* _DATA LISTING_
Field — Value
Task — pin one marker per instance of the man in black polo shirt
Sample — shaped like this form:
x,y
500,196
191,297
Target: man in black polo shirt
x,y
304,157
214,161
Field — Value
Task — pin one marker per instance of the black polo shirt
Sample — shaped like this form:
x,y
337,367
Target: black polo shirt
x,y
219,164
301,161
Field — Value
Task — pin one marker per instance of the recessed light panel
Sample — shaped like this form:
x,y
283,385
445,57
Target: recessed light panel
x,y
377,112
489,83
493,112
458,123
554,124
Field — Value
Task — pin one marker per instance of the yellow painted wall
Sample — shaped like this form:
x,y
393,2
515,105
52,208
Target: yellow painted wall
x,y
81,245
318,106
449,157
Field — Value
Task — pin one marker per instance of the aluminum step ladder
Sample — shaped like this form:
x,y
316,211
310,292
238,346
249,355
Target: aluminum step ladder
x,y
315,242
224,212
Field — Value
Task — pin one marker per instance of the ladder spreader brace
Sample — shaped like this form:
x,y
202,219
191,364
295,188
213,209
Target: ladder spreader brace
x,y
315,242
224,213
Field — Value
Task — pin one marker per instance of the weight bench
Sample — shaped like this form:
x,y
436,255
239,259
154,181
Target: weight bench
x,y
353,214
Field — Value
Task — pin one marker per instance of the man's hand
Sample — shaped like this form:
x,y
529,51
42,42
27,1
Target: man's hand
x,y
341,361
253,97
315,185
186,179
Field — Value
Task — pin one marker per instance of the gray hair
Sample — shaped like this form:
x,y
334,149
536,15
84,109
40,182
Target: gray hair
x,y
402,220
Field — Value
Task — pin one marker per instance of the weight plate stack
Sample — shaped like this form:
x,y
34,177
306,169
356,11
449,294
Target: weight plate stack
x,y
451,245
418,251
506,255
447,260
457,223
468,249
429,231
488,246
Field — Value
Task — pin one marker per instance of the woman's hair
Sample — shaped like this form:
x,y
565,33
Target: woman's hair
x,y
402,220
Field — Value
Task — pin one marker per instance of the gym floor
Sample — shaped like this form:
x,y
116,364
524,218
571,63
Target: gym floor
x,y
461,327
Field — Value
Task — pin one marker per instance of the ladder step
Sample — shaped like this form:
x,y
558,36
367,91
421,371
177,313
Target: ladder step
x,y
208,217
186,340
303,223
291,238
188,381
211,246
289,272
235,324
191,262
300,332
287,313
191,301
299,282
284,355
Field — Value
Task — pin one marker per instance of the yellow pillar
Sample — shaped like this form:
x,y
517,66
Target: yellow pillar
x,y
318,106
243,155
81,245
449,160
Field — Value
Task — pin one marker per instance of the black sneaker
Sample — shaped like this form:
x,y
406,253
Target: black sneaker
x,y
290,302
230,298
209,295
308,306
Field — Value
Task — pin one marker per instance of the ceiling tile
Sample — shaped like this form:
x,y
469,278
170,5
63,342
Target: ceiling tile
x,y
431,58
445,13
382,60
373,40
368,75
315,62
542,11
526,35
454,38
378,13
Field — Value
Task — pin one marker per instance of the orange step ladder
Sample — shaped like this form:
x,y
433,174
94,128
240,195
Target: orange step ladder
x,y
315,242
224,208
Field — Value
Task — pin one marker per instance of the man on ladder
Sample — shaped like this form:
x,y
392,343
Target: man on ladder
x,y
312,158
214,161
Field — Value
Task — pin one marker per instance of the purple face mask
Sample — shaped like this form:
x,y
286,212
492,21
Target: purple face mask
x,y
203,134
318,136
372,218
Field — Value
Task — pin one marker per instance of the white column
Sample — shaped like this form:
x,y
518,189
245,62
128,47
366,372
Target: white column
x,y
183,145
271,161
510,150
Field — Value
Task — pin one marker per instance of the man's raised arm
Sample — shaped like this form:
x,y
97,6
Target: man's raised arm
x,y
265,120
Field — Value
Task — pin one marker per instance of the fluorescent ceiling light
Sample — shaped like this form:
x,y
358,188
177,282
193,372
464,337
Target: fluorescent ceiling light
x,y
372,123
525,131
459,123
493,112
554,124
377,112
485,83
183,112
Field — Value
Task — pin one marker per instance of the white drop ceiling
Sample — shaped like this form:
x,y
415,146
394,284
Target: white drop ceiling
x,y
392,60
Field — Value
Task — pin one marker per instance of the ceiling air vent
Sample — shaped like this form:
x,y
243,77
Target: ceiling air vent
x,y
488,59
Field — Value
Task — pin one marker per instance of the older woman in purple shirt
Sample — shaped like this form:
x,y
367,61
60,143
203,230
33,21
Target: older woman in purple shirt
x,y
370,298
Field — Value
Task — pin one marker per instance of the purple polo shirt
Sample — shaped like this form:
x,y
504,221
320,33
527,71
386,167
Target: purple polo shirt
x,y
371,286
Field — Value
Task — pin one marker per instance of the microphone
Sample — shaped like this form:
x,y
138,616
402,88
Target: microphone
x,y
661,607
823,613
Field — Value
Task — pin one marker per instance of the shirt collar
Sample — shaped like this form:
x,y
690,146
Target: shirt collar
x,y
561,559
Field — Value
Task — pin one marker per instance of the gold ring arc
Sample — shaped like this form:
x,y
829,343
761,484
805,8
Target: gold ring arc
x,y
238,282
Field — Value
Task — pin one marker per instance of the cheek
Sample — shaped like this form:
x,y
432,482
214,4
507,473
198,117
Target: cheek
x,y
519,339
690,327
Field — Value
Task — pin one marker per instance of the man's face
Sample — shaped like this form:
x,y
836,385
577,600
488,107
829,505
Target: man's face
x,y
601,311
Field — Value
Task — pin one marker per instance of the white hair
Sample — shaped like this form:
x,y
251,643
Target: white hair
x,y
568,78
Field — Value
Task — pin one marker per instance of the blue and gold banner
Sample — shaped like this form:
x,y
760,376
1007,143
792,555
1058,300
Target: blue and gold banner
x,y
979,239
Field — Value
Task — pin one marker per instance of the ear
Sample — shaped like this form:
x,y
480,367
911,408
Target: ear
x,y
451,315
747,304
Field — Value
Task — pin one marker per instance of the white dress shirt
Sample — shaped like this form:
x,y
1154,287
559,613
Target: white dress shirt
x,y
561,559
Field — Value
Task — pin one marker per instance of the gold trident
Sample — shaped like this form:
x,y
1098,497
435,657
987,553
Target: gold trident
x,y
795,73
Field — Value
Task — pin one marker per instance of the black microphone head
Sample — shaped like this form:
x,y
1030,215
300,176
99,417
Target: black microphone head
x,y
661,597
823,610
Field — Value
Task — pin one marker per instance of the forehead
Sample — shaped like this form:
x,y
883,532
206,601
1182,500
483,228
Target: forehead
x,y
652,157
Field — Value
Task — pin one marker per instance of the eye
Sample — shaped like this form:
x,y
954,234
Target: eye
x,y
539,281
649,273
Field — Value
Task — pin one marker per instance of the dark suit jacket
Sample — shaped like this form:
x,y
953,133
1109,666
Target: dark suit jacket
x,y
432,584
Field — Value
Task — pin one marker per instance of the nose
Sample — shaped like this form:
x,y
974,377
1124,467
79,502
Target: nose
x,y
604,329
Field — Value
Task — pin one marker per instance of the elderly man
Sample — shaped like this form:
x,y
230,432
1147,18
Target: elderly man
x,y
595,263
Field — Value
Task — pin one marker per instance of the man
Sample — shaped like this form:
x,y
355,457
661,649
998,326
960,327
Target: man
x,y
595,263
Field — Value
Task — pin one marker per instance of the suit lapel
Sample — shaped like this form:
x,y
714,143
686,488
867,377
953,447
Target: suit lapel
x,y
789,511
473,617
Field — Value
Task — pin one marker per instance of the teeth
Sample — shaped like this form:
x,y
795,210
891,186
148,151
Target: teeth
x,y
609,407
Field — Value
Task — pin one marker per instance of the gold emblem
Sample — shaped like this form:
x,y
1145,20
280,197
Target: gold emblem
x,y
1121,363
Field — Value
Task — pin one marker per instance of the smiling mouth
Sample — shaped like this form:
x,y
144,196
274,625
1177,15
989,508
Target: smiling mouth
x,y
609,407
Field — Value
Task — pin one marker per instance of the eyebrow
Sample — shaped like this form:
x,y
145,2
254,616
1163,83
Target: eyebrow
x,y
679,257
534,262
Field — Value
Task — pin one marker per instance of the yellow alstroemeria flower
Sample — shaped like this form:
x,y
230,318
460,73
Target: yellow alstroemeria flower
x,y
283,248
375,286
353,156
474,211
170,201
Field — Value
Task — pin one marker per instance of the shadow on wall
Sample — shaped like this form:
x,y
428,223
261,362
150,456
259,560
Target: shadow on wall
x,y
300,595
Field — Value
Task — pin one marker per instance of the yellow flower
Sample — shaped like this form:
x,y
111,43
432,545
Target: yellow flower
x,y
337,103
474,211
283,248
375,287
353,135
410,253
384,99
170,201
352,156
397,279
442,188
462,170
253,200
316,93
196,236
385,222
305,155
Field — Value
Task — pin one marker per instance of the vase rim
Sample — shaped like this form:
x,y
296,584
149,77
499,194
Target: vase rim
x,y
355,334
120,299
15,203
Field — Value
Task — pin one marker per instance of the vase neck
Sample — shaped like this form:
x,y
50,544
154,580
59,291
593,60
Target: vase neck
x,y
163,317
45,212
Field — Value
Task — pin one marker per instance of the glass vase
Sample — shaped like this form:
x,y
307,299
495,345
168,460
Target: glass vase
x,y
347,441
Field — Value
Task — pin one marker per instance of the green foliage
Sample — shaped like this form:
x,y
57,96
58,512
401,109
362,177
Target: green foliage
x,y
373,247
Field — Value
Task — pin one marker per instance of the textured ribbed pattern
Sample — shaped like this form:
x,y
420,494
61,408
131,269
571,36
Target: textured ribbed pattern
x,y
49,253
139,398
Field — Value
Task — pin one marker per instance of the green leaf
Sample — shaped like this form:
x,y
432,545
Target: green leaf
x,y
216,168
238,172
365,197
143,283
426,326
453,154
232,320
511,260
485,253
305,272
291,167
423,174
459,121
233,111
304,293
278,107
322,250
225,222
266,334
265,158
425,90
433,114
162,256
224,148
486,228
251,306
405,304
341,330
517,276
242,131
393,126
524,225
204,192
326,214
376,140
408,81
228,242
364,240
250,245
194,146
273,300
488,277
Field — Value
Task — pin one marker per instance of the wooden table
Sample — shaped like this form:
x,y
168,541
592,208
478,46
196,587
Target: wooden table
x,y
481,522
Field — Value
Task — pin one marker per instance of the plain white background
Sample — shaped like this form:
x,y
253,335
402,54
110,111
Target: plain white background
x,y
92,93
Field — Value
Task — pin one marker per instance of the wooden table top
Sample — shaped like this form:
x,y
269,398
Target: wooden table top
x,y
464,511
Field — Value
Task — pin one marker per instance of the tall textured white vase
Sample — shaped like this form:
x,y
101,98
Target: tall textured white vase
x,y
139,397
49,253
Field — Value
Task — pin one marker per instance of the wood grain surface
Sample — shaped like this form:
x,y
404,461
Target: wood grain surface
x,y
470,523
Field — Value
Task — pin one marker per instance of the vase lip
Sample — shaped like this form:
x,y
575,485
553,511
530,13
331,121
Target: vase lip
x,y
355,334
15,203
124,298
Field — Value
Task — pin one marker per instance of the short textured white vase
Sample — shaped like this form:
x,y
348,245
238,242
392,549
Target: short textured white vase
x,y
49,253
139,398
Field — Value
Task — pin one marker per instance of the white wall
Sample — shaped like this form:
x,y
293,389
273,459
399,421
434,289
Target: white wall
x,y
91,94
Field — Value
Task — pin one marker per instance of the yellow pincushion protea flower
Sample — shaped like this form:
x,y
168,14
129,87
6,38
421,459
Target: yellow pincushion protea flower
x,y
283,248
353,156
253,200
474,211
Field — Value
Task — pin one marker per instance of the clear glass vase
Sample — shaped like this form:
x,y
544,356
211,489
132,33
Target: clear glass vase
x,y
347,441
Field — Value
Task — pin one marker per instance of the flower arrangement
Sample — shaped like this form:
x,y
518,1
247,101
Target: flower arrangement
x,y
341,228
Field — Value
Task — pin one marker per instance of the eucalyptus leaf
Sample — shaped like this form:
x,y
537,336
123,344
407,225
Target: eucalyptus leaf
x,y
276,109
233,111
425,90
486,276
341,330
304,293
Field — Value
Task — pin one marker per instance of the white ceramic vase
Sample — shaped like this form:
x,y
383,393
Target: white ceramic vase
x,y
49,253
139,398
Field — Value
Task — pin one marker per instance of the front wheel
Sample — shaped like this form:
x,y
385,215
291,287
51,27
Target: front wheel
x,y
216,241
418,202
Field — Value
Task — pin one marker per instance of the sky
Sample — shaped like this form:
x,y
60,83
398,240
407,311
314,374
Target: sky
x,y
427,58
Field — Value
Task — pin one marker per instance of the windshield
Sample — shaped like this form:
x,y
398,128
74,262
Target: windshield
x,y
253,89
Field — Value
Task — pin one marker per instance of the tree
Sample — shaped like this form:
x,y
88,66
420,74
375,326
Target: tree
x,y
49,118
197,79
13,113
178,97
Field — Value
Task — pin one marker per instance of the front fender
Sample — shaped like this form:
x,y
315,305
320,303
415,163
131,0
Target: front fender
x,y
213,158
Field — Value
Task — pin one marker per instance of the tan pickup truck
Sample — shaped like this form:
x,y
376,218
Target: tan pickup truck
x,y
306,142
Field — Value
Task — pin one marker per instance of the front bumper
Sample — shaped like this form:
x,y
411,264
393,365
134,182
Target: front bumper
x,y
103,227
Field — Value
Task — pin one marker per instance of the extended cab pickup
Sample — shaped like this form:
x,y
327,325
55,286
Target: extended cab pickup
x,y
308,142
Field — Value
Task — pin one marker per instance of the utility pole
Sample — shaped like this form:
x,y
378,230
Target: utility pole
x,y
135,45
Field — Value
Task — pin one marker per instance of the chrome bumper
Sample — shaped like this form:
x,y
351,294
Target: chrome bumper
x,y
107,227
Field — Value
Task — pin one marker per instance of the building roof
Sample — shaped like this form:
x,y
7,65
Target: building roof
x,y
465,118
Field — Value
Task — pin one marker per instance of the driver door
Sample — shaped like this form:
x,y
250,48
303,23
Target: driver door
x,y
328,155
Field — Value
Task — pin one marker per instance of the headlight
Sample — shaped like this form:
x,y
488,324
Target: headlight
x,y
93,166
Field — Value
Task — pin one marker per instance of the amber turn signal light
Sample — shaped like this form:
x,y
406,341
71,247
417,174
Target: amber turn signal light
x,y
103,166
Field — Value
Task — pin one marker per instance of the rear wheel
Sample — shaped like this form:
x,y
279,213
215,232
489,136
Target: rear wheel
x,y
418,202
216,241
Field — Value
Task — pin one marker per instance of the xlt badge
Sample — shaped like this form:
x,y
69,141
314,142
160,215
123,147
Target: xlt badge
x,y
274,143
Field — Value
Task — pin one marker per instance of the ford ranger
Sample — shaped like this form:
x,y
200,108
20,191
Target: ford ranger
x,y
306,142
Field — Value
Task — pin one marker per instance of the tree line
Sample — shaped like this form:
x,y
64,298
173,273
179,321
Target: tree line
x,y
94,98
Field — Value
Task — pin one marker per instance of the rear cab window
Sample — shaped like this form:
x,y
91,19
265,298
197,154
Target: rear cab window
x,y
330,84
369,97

* _WHAT NEEDS TO BE DONE_
Start with the line above that contains "Task — pin one marker per instance of the man on" and stop after the line that contains "Task — pin one marker per instance of the cheek". Output those lines exactly, and only those.

* _EXERCISE SOLUTION_
Task — pin one marker per instance of the man on ladder
Sample — shaped like this form:
x,y
392,343
Target: man on ladder
x,y
312,158
214,161
Field — Value
Task — pin one marker per instance of the purple face mask
Sample — shaped like this form:
x,y
286,212
492,21
Target: purple face mask
x,y
203,134
318,136
372,218
Field — Value
Task — pin one marker per instance of the white column
Sample — shaped like this form:
x,y
518,189
245,62
128,47
366,372
Target: white column
x,y
183,145
271,161
510,150
Field — Value
Task — pin one marker per instance of the man's raised arm
Sample — shaped like this form:
x,y
97,6
Target: man's raised arm
x,y
265,120
Field — Value
Task — pin one marker per instance of the fluorescent ceiling light
Sample — shaped like this form:
x,y
358,188
177,282
193,372
464,337
Target: fluorescent ceiling light
x,y
372,123
525,131
459,123
493,112
554,124
377,112
485,83
183,112
Field — Value
Task — pin one marker per instance of the white drop ceiling
Sample — shaped like this form:
x,y
415,146
394,284
Target: white drop ceiling
x,y
392,60
Field — Value
Task — pin one marker per instance of the ceiling air vent
Sample — shaped like this form:
x,y
243,77
Target: ceiling air vent
x,y
488,59
Field — Value
Task — pin one marker per instance of the older woman in purple shirt
Sample — shaped like this form:
x,y
367,61
60,143
203,230
33,21
Target: older woman in purple shirt
x,y
370,298
Field — Value
Task — pin one marker per instance of the purple polo shirt
Sample — shaped like this form:
x,y
504,221
320,33
527,71
386,167
Target: purple polo shirt
x,y
371,286
Field — Value
Task — pin one marker per instance of the microphone
Sample — shaped like this form:
x,y
138,616
402,88
Target: microphone
x,y
661,607
823,613
Field — Value
Task — pin one marker per instance of the shirt collar
Sample — shaped like this form:
x,y
690,146
Target: shirt collar
x,y
561,559
Field — Value
Task — pin one marker per instance of the gold ring arc
Sample — shaped like this form:
x,y
829,343
761,484
805,8
Target: gold ring arc
x,y
238,282
Field — Value
Task — pin one marker per instance of the cheek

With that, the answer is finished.